-- start Source data --

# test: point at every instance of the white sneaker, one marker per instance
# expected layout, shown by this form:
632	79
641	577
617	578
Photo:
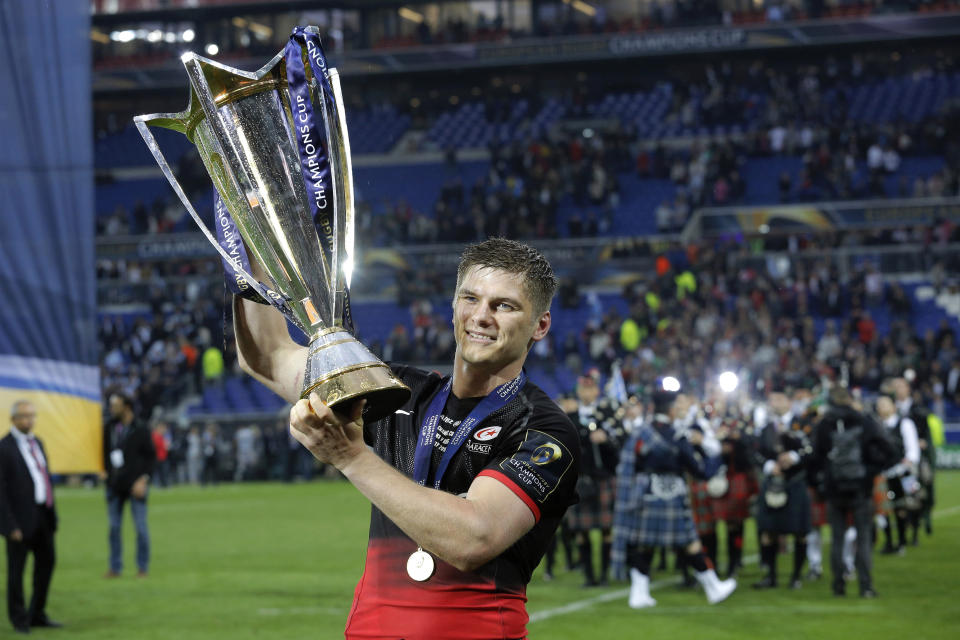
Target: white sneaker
640	591
717	590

-- end Source data --

→ **Do this**: Copy out the data above word for word, leaving out the pictures.

→ **Answer below**:
# test: point at every instance of the white sneaker, one marker per instance
# expected layout, shown by this form:
632	79
641	577
617	578
Photo:
Target: white sneaker
640	591
717	590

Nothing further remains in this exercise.